EXTRAIT SOURCE:
---------------

Poudre aux yeux ou coup monté pour mettre davantage de pression sur le Luxembourg ? L’affaire des fichiers volés de clients allemands de la banque HSBC-Trinkaus International ajoute en tout cas une bonne couche à la crise de confiance que traverse le secteur financier luxembourgeois. Les spéculations vont déjà bon train sur le comment du pourquoi : les révélations de la presse allemande sur l’existence d’enquêtes fiscales sur des contribuables allemands, clients de la banque luxembourgeoise, sont interprétées par certains opérateurs du secteur financier luxembourgeois, comme un signal donné par les Allemands au Luxembourg pour qu’il aille plus vite et plus loin dans le démantèlement du secret bancaire. Tout se passe comme si la « nouvelle » convention fiscale entre les deux pays, qui permet désormais aux deux fiscs de coopérer « à la demande », ne suffisait plus.
Le contexte électoral à Berlin (évidemment aussi la crise de l’endettement dans l’UE et la dèche des États qui cherchent à récupérer le moindre cent) a sans doute aggravé la pression, l’opposition de gauche mettant en cause les accords que la chancelière allemande Angela Merkel a signés avec la Suisse pour régulariser la situation de milliers de contribuables allemands ayant caché de l’argent dans les banques suisses, tout en permettant à Berlin de récupérer un peu d’argent et à Bern de sauver les meubles, c’est-à-dire préserver ce qui peut encore l’être du secret bancaire helvétique.
Dès lors, on comprend pourquoi les banquiers luxembourgeois, sous la houlette de l’ABBL, ont demandé au ministre des Finances Luc Frieden (CSV) de négocier des accords de régularisation avec des pays dont les ressortissants sont supposés être de bons clients des banques luxembourgeoises (d’Land 07.10.11), à commencer par l’Allemagne. Ce faisant, les opérateurs de la place feraient un pied de nez à la Commission européenne et ses projets d’automatiser d’ici 2015 les échanges d’informations entre les États membres, allant ainsi bien au-delà de ce que prévoient les normes de l’OCDE, l’organisation internationale se contentant d’échanges « sur demande », donc au cas par cas.
Cela dit, si Luc Frieden a accepté le principe de l’échange automatique d’informations, il a nuancé la portée de cette évolution, cette coopération se limitant à trois domaines (sur une short list de cinq catégories) qui ne concernent que de loin l’activité de gestion de fortune : les pensions, les tantièmes et les revenus professionnels. Il y a certainement un décalage entre le conservatisme de façade affiché encore il y a quelques mois par Luc Frieden et les revendications récentes, nettement plus progressistes, des banquiers eux-mêmes qui réclament des accords bilatéraux similaires à ceux que la Suisse vient de conclure avec l’Allemagne et le Royaume-Uni et pourrait bientôt signer avec l’Italie. Car la régularisation des avoirs et le « solde de tout compte » avec le passé (l’argent gris) passe par des accords bilatéraux.

---------------

Quelques enregistrements
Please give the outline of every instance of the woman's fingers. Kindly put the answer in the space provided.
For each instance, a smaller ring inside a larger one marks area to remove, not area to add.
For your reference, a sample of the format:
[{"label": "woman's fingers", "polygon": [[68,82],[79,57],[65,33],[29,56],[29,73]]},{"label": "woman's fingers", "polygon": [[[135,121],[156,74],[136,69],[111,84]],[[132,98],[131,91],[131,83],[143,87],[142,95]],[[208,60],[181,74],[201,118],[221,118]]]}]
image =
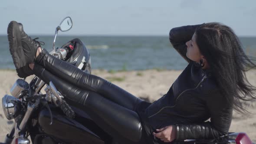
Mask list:
[{"label": "woman's fingers", "polygon": [[166,127],[164,127],[163,128],[161,128],[160,129],[157,129],[156,130],[157,130],[157,131],[164,131],[165,129],[166,129]]},{"label": "woman's fingers", "polygon": [[153,133],[153,134],[156,137],[158,137],[158,138],[164,138],[164,136],[163,135],[163,134],[161,132],[159,132],[158,133],[155,133],[154,132]]}]

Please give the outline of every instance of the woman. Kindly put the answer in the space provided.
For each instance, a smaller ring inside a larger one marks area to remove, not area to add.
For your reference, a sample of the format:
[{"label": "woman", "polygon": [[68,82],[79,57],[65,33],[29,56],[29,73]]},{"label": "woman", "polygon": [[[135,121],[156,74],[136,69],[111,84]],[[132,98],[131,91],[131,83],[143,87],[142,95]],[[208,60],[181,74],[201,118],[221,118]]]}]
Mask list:
[{"label": "woman", "polygon": [[243,110],[238,100],[255,98],[244,74],[255,65],[232,29],[220,23],[171,30],[171,43],[189,64],[167,93],[152,104],[42,50],[21,23],[11,22],[7,32],[19,76],[34,74],[52,81],[70,102],[122,143],[217,138],[228,134],[233,108]]}]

---------------

CONSIGNE:
Reformulez sous forme de liste le paragraphe de l'extrait ci-dessus qui commence par « Dès lors, on comprend pourquoi », en conservant ses faits principaux.

CORRIGÉ:
- Sous la houlette de l'ABBL, les banquiers luxembourgeois ont demandé au ministre des Finances Luc Frieden (CSV) de négocier des accords de régularisation. Ces accords viseraient les pays dont les ressortissants sont supposés être de bons clients des banques luxembourgeoises, à commencer par l'Allemagne.
- Ce faisant, les opérateurs de la place feraient un pied de nez à la Commission européenne, qui projette d'automatiser d'ici 2015 les échanges d'informations entre États membres.
- Ce projet va bien au-delà des normes de l'OCDE, qui se contente d'échanges « sur demande », au cas par cas.